→ **Information given**
- - - - -

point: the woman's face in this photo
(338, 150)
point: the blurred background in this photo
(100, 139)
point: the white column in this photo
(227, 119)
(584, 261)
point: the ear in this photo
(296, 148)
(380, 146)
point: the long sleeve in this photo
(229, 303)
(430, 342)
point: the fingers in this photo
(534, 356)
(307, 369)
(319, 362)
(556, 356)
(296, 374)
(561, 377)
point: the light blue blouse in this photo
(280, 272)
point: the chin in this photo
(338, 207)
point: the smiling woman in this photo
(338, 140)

- - - - -

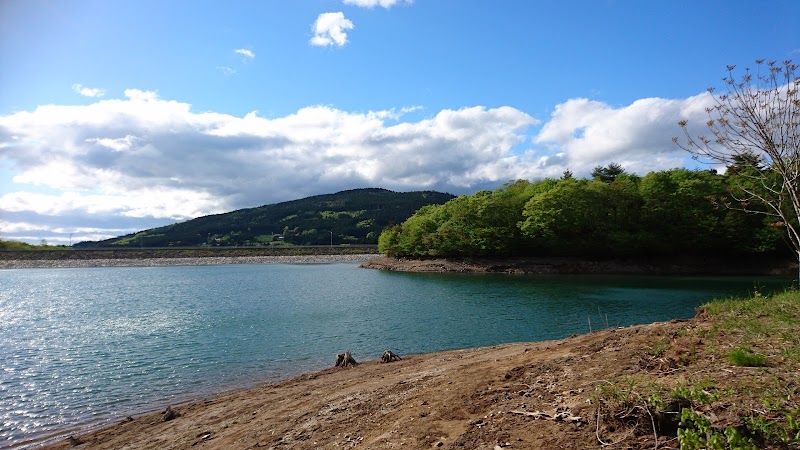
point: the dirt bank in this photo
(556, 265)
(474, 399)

- - - - -

→ **Set task**
Count how many of the lines above, across both blocks, contain the string "point", treating case as significant. Give only the number.

→ **Written response**
10